● STORED RECORDS:
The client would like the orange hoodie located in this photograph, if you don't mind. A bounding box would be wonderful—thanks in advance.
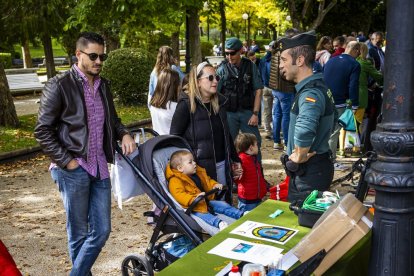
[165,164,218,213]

* * *

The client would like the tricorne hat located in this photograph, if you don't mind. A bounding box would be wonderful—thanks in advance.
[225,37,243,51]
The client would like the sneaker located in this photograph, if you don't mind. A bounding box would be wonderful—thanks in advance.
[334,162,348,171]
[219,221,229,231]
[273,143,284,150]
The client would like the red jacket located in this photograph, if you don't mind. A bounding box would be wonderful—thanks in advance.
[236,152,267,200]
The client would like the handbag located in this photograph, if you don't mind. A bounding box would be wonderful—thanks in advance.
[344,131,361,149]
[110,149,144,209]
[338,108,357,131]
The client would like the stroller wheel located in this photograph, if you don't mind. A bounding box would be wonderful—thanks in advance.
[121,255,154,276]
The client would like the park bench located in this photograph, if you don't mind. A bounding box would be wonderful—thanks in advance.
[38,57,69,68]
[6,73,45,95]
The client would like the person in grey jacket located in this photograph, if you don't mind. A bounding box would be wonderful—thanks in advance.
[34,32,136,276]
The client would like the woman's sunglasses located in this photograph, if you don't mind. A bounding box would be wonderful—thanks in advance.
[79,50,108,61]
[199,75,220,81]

● TASK TO COMPLETE: Reproduce without any change the stretch of records from the line containing "The client would like the stroller" through the line containing "[199,75,220,81]".

● EXERCISE SOLUTION:
The client would like the stroller wheel located in this photograph, if you don't mind. A bounding box would be wonderful—thanks in advance.
[121,255,154,276]
The client would like the park bench located in this photograph, if you don't mind. A bounding box would be wonderful—thanks in advance.
[38,57,69,68]
[6,73,45,95]
The client would like the person in grey jacket located in this photograph, if you don't mind. A bounding box would be wonderful—thanks in advance.
[34,32,136,276]
The client would like the woman's sunglasses located in this photograph, if you don't mind. A bounding box would be wonderful—thanks in advance.
[79,50,108,61]
[199,75,220,81]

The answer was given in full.